▸ WHAT THE TASK ASKS
Review the material and extract every line in which the word "windows" occurs.

▸ MATERIAL FOR THIS EXERCISE
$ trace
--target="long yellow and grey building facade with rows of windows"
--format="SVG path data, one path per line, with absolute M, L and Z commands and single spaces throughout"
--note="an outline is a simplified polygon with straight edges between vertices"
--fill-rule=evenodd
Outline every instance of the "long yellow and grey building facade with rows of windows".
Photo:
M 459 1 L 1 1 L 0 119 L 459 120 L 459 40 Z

--

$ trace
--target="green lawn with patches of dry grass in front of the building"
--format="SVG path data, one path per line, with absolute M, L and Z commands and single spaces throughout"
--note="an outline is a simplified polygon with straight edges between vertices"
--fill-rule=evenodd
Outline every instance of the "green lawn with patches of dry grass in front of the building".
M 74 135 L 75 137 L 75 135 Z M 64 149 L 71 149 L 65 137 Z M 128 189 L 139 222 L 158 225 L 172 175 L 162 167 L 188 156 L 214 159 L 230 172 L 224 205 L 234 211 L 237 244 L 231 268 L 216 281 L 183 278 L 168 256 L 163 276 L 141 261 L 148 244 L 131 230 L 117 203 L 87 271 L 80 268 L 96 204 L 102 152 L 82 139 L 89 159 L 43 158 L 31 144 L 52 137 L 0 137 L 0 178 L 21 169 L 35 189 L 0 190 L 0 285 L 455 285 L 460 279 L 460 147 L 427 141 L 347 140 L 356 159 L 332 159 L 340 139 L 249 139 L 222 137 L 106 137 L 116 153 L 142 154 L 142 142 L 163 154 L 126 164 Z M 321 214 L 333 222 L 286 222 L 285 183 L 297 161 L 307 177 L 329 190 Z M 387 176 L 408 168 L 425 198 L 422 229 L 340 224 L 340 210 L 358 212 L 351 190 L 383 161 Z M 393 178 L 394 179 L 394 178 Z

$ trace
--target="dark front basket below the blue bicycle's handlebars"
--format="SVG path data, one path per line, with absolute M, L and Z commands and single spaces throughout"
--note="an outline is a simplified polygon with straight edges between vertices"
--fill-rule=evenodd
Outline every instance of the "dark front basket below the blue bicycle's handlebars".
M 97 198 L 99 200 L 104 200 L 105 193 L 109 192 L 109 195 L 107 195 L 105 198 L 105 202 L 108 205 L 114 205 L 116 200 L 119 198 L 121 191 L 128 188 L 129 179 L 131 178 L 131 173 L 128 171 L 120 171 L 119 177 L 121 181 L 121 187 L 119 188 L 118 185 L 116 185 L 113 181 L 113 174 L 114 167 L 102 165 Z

▸ WRITTEN RESPONSE
--target="long yellow and grey building facade with rows of windows"
Outline every instance of the "long yellow and grey building facade with rows of windows".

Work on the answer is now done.